» **Excerpts of pointing data**:
#####
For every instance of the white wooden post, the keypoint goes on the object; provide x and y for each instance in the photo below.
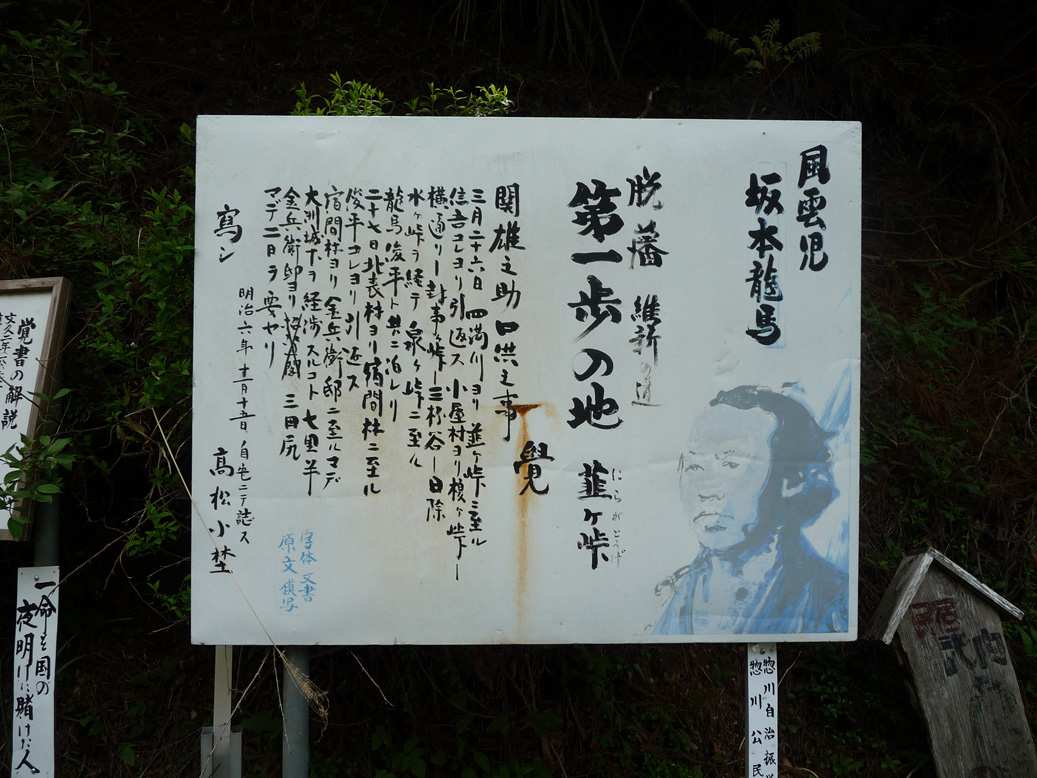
(761, 711)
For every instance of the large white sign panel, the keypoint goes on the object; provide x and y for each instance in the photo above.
(35, 649)
(475, 381)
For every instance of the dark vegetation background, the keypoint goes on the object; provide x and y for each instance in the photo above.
(97, 102)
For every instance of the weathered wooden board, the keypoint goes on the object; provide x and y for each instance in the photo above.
(965, 683)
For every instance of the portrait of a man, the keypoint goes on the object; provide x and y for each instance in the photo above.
(757, 470)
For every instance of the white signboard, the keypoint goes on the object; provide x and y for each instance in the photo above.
(32, 313)
(474, 381)
(35, 648)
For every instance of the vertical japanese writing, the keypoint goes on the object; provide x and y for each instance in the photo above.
(16, 342)
(813, 167)
(764, 198)
(374, 296)
(229, 474)
(971, 655)
(596, 214)
(298, 574)
(761, 692)
(35, 633)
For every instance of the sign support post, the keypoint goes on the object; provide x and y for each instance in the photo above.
(296, 748)
(761, 711)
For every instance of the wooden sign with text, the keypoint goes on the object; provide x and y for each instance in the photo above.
(948, 627)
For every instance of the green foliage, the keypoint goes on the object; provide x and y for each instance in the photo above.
(33, 475)
(347, 99)
(358, 99)
(764, 49)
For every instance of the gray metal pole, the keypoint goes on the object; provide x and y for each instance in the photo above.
(47, 532)
(296, 748)
(47, 516)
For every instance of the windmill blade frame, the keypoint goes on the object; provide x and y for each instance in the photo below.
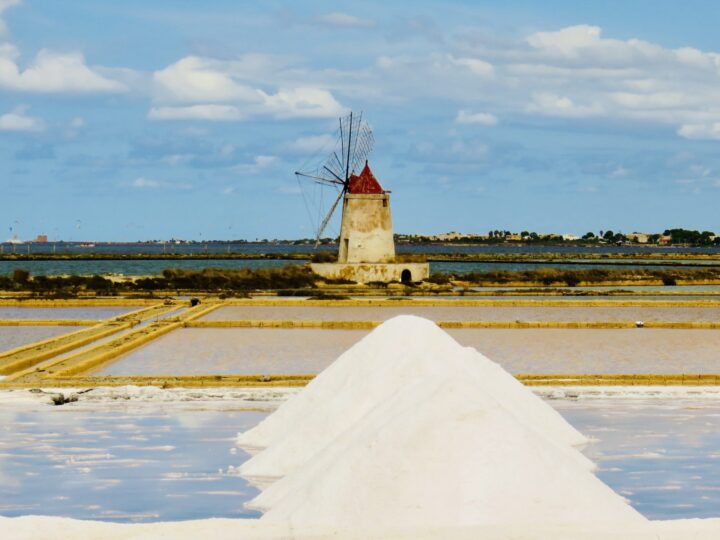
(354, 142)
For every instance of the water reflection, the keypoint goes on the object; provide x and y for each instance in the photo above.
(203, 351)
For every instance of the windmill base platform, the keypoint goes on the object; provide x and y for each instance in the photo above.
(369, 272)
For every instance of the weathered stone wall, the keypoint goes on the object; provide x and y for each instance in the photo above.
(366, 233)
(367, 272)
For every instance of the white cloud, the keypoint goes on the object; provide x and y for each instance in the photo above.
(475, 65)
(311, 143)
(700, 131)
(223, 113)
(345, 20)
(567, 41)
(303, 103)
(258, 164)
(18, 121)
(207, 83)
(466, 117)
(52, 72)
(195, 79)
(148, 183)
(265, 161)
(553, 105)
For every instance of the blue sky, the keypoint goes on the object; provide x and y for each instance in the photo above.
(142, 120)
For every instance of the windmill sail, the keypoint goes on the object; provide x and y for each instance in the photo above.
(353, 144)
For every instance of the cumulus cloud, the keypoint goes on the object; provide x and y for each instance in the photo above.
(201, 80)
(52, 72)
(344, 20)
(221, 113)
(17, 120)
(700, 131)
(466, 117)
(575, 73)
(148, 183)
(258, 164)
(311, 143)
(475, 65)
(219, 91)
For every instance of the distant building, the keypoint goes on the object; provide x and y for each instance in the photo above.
(640, 238)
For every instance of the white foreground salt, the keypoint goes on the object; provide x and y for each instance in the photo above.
(398, 353)
(457, 443)
(437, 458)
(444, 459)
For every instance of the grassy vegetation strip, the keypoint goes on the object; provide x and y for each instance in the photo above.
(195, 381)
(48, 322)
(363, 325)
(78, 302)
(21, 358)
(93, 357)
(169, 381)
(438, 302)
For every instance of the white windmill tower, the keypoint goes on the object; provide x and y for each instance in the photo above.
(367, 248)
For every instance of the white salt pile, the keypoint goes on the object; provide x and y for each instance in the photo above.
(409, 429)
(400, 351)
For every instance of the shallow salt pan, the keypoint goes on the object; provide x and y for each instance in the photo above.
(369, 373)
(466, 313)
(409, 429)
(202, 351)
(16, 336)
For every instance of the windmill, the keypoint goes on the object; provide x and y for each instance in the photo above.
(353, 144)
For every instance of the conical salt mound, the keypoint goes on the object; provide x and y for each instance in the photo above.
(399, 352)
(451, 456)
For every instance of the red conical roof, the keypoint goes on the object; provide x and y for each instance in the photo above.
(365, 182)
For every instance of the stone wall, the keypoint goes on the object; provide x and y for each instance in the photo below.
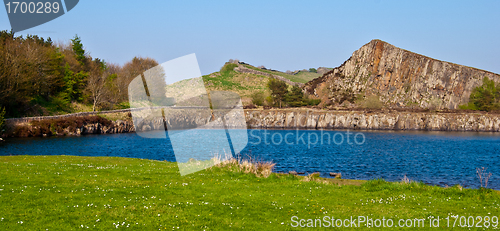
(309, 119)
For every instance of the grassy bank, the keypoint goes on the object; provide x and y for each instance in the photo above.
(67, 192)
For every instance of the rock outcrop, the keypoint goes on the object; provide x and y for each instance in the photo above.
(400, 78)
(366, 120)
(243, 69)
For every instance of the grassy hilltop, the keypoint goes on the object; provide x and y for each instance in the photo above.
(69, 192)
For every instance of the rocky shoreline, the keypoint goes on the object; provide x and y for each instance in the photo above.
(302, 118)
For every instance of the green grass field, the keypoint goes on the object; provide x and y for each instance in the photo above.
(103, 193)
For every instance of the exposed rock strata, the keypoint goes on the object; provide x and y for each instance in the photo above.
(311, 119)
(242, 69)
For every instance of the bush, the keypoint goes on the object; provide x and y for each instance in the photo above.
(485, 97)
(258, 98)
(279, 90)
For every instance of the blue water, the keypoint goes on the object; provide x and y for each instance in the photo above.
(438, 158)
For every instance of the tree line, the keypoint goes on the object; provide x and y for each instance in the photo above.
(40, 77)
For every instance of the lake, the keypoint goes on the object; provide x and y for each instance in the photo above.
(438, 158)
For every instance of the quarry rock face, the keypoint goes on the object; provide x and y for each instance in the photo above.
(366, 120)
(400, 78)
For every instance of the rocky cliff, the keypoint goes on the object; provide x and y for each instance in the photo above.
(366, 120)
(400, 78)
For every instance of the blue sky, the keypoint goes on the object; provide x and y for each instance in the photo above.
(283, 35)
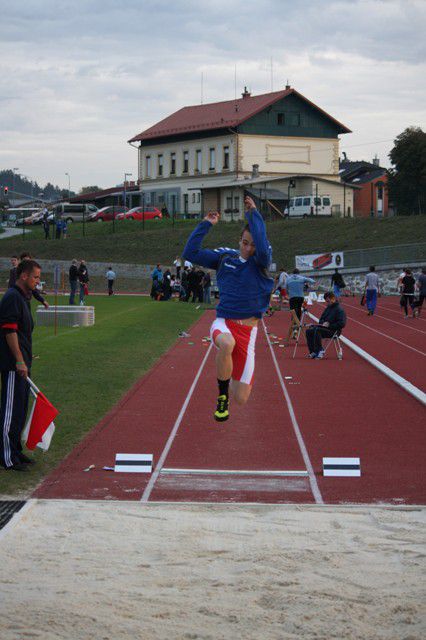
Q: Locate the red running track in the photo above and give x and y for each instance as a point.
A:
(340, 408)
(398, 343)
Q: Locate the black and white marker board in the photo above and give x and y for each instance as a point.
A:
(133, 462)
(341, 467)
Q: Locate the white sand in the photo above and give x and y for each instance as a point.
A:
(103, 570)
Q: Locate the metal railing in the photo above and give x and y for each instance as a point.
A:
(396, 254)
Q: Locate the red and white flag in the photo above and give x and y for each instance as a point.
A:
(40, 427)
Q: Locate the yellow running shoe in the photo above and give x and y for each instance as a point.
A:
(222, 410)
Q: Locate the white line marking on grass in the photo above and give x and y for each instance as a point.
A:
(303, 450)
(395, 377)
(377, 315)
(153, 478)
(229, 472)
(16, 518)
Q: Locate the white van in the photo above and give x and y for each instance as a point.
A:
(73, 212)
(304, 206)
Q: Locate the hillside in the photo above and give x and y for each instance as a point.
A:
(161, 242)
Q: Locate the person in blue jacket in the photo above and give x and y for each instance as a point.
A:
(244, 293)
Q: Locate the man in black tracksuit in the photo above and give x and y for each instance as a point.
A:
(332, 319)
(16, 326)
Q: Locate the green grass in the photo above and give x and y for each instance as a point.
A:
(85, 371)
(161, 242)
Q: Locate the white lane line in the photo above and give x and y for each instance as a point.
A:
(395, 377)
(377, 315)
(383, 334)
(156, 473)
(312, 479)
(407, 346)
(230, 472)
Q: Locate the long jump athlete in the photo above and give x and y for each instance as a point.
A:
(244, 292)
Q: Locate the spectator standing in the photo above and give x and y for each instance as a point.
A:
(207, 283)
(421, 285)
(178, 264)
(16, 326)
(280, 285)
(46, 226)
(167, 285)
(83, 278)
(184, 285)
(295, 290)
(337, 283)
(110, 276)
(14, 261)
(371, 290)
(157, 279)
(408, 284)
(58, 226)
(73, 279)
(332, 319)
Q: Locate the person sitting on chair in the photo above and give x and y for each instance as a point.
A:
(332, 320)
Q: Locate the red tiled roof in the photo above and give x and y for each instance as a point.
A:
(220, 115)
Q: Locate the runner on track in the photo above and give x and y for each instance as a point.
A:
(244, 292)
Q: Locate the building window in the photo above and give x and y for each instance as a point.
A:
(198, 161)
(226, 157)
(185, 161)
(172, 163)
(212, 159)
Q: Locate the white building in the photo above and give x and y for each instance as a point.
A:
(275, 146)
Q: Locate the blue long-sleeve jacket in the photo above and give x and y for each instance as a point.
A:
(244, 286)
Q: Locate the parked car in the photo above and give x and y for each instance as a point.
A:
(304, 206)
(106, 214)
(139, 213)
(74, 212)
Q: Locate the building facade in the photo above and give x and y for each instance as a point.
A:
(207, 156)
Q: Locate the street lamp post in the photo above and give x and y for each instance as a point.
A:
(124, 190)
(15, 169)
(69, 185)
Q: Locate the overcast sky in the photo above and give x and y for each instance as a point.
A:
(80, 78)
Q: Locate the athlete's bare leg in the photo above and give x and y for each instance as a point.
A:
(225, 345)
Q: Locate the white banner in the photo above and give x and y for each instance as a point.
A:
(320, 261)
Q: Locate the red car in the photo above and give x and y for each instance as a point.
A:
(106, 214)
(139, 213)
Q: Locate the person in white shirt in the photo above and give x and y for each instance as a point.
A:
(371, 290)
(110, 276)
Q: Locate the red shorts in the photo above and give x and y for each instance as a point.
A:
(243, 353)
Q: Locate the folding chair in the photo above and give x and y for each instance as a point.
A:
(335, 340)
(300, 329)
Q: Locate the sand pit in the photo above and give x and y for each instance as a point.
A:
(104, 571)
#####
» **OBJECTIVE**: Write out the lines above from the one containing "Q: Locate the person sitting" through the last, exactly as they are.

» **SOLUTION BELOW**:
Q: Locate the person sitting on chair in the photo above and give x and y for each instance as a point.
A:
(332, 320)
Q: Locate the red tiled roof in the photo above and give x and y for each instance as a point.
A:
(220, 115)
Q: Locate the runner on track in the photo above and give x and y for each instance as a point.
A:
(244, 292)
Q: Locate the building window in the photo above and give x and y for each instance as a point.
A:
(198, 161)
(226, 157)
(185, 161)
(172, 163)
(212, 159)
Q: Locate the white building in the photo above and give x and y for each instance as a point.
A:
(275, 146)
Q: Locate the blue long-sleeve jacket in the photo above and give x and y for each instance as a point.
A:
(244, 286)
Q: Locate the parked car in the photo above and give x and y for each instance as a point.
A:
(304, 206)
(106, 214)
(139, 213)
(74, 212)
Q: Locate the building facade in the photo above and give x and y for each instance as a point.
A:
(207, 156)
Q: Locate the street lamp post in the photo above and give x and y for each instance as a point.
A:
(124, 190)
(15, 169)
(69, 185)
Q: Locate the overcast sky in the photo above and give x and y for each instance as a point.
A:
(80, 78)
Q: Locate the athlete's bare leg in the photo above and give x and y for each instance as a point.
A:
(225, 345)
Q: Locate the white banner in the photo above and give x and y for each instance as a point.
A:
(320, 261)
Q: Locate the red car in the photo above and give x and y for each instance as a point.
A:
(106, 214)
(139, 213)
Q: Locate the person in white shirt in the photo above and give x and y for each instance as a point.
A:
(371, 290)
(110, 276)
Q: Locate the red shorts in the photo above and give x and y for each instance as a point.
A:
(243, 353)
Q: Locate the folding chair in the photo above and give x and y for each instance as a point.
A:
(335, 340)
(300, 329)
Q: Locate the sand pit in the photo above and give x and y for each instance as a point.
A:
(104, 571)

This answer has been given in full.